§ Records:
◆ ◆ ◆ ◆ ◆ ◆ ◆

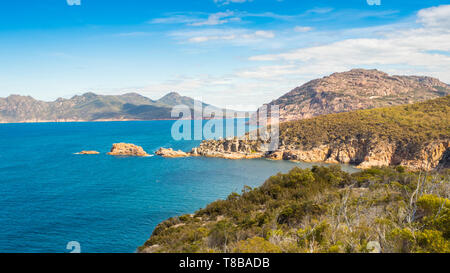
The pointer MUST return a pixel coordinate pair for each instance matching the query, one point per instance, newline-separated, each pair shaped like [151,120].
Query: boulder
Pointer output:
[124,149]
[171,153]
[88,153]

◆ ◆ ◆ ◆ ◆ ◆ ◆

§ What the task requires:
Pick out each line of the items above that contains the word "return", and copy those lines. Case counts.

§ Exercise response:
The pointer MUST return a pixel coordinate pair for each instance matching the query, one point per instance, newline-separated, each pair shaped like [151,120].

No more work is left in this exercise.